§ **Records supplied**

- Opening Delimiter -

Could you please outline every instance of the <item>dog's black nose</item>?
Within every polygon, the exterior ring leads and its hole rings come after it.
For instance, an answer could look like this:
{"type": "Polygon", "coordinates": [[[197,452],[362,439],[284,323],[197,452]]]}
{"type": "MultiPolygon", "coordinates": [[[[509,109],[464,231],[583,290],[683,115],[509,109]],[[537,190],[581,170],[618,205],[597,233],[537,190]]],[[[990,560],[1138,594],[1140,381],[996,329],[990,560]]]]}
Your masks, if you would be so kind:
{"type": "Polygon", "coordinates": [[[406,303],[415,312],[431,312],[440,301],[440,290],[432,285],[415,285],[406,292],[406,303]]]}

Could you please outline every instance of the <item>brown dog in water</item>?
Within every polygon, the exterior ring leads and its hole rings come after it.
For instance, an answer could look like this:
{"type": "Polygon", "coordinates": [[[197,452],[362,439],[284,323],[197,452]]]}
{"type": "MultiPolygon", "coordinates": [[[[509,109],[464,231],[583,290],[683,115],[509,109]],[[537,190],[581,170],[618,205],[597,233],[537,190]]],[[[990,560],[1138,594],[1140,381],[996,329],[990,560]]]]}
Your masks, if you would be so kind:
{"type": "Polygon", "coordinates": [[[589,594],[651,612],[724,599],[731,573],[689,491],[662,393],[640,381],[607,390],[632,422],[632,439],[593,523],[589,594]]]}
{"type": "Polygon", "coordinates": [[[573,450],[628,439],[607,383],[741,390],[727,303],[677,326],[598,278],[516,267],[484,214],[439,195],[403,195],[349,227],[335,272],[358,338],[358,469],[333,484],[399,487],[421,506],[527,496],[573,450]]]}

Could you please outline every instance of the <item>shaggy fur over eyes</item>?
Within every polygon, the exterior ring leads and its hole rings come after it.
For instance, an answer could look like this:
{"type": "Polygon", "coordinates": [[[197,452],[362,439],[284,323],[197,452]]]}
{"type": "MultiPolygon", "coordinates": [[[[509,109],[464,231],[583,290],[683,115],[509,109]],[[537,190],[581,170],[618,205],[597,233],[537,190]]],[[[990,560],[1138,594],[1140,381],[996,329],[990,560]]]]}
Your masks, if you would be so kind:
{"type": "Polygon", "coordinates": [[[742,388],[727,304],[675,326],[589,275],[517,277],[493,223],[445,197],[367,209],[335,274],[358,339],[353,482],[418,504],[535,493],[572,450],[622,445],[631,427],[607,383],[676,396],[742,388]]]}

- Closing Delimiter -
- Opening Delimiter -

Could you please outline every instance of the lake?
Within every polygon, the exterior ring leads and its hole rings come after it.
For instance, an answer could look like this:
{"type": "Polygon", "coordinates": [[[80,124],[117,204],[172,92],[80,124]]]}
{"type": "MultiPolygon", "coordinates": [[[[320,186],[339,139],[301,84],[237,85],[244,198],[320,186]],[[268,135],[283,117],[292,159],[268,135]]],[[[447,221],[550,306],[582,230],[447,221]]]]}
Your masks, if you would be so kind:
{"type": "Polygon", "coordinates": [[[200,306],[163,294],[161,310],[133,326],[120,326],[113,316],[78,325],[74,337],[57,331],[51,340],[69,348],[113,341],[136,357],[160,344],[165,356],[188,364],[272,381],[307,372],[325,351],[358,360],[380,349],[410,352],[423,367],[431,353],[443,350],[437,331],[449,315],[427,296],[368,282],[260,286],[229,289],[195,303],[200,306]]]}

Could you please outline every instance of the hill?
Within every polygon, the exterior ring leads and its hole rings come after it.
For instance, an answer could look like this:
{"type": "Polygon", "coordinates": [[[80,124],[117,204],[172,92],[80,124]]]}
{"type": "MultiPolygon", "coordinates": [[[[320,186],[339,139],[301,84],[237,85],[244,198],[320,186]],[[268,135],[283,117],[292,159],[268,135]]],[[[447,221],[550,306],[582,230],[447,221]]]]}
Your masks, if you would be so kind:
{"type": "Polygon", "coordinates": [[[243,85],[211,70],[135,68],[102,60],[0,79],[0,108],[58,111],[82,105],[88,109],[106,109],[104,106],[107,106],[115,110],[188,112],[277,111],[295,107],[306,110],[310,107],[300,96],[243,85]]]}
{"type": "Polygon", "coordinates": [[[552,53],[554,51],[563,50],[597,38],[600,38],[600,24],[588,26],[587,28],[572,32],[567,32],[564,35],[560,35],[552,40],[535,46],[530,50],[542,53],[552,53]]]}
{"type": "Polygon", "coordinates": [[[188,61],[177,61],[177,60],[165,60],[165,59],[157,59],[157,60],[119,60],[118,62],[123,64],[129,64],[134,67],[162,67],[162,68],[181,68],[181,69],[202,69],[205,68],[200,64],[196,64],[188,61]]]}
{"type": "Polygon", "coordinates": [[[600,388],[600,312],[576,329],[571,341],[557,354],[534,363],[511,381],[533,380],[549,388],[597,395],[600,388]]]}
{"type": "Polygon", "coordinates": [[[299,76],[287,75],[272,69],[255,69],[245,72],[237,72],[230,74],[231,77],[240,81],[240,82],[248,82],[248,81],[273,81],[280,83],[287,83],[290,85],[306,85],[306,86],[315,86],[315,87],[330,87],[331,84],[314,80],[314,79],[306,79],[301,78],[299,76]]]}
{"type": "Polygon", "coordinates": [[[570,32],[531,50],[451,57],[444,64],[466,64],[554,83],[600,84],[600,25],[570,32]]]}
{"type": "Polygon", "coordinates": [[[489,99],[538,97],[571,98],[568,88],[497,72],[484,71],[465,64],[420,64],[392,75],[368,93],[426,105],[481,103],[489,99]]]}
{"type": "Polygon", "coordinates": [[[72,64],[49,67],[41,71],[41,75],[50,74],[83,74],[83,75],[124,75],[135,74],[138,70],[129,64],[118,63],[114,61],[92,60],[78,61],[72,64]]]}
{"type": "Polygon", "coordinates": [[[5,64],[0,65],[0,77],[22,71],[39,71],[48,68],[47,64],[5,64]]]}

- Closing Delimiter -

§ **Exercise aim**
Using the entries, count how many lines contain the string "item". Write only the number.

§ **Finished task**
3